**页面正文:**

_ _ _ _ _ _ _

上面的注释也非常多，其中在BINLOG类中有一个函数process_flush_stage_queue，它的注释写得非常清楚，分为三步来把日志数据从队列中刷新到盘中文件。它调用了ha_flush_logs（fetch_and_process_flush_stage_queue->ha_flush_log->flush_handlerton->hton->flush_logs），而这个函数最终调用的是下面初始化的日志函数,日志在日志文件生成前先刷入到缓冲文件，然后其它线程定时写入文件并刷盘，最终会调用fsync异步写入：

/** Initialize the InnoDB storage engine plugin.
@param[in,out]	p	InnoDB handlerton
@return error code
@retval 0 on success */
static int innodb_init(void *p) {
  DBUG_TRACE;

  acquire_plugin_services();

  handlerton *innobase_hton = (handlerton *)p;
  innodb_hton_ptr = innobase_hton;
......
  //日志函数被赋予函数指针
  innobase_hton->flush_logs = innobase_flush_logs;
......

为了优化硬盘IO操作，MYSQL提供了一个组提交的机制，在代码中可以看到：

bool ha_flush_logs(bool binlog_group_flush) {
  if (plugin_foreach(nullptr, flush_handlerton, MYSQL_STORAGE_ENGINE_PLUGIN,
                     static_cast<void *>(&binlog_group_flush))) {
    return true;
  }
  return false;
}

这样就可以再往上回推调用栈：

在MYSQL_BIN_LOG类中，binlog_xa_commit_or_rollback->commit->ordered_commit再调用process_flush_stage_queue，然后在上层Service中再调用这个commit函数来提交相关的日志，包括回滚等操作。

_ _ _ _ _ _ _

**所示数据:**
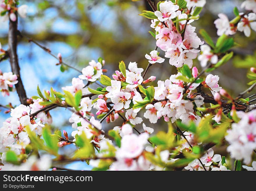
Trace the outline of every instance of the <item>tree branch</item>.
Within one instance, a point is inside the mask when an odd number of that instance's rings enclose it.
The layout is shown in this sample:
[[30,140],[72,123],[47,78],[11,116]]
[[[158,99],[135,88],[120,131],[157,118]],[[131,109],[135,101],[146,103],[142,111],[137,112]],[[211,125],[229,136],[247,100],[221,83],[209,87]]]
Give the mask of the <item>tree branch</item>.
[[[15,13],[17,15],[17,13]],[[28,105],[26,92],[23,86],[20,77],[20,68],[19,65],[18,56],[17,55],[17,27],[18,17],[15,21],[10,20],[9,30],[8,32],[8,44],[9,46],[8,53],[12,71],[14,74],[17,75],[18,82],[15,84],[17,93],[19,95],[20,103],[25,105]]]

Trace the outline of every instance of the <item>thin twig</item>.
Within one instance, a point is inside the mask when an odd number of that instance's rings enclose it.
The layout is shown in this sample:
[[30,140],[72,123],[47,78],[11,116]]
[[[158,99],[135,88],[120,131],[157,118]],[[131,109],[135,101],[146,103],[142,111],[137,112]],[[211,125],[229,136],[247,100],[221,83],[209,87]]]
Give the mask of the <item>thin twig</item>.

_ _ _ _ _ _ _

**作答要求:**
1/ 请照原文抄写页面正文中的一段，从含有“这样就可以再往上回推调用栈：”的字句开始，到“相关的日志，包括回滚等操作。”结束。
2/ 请接在页面正文最后一句之后，把这篇讲MySQL日志提交流程的文字续写下去。

**参考答案:**
1/
这样就可以再往上回推调用栈：

在MYSQL_BIN_LOG类中，binlog_xa_commit_or_rollback->commit->ordered_commit再调用process_flush_stage_queue，然后在上层Service中再调用这个commit函数来提交相关的日志，包括回滚等操作。

2/
而日志的API（handler_api.h or .cc）中：

Commit and flush binlog from cache to binlog file */
void handler_binlog_commit(
   /*==================*/
   void *my_thd,   /*!< in: THD* */
   void *my_table) /*!< in: TABLE structure */
{
 THD *thd = static_cast<THD *>(my_thd);

 if (tc_log) {
   tc_log->commit(thd, true);
 }
 trans_commit_stmt(thd);
}

临时表的操作结束也需要这个动作（close_temporary_tables）。其它如THD中的cleanup以及删除表等操作都会调用这个函数。
既然向上看到了接口层，开始真正分析日志的写入代码：

/** Flush InnoDB redo logs to the file system.
@param[in]	hton			InnoDB handlerton
@param[in]	binlog_group_flush	true if we got invoked by binlog
group commit during flush stage, false in other cases.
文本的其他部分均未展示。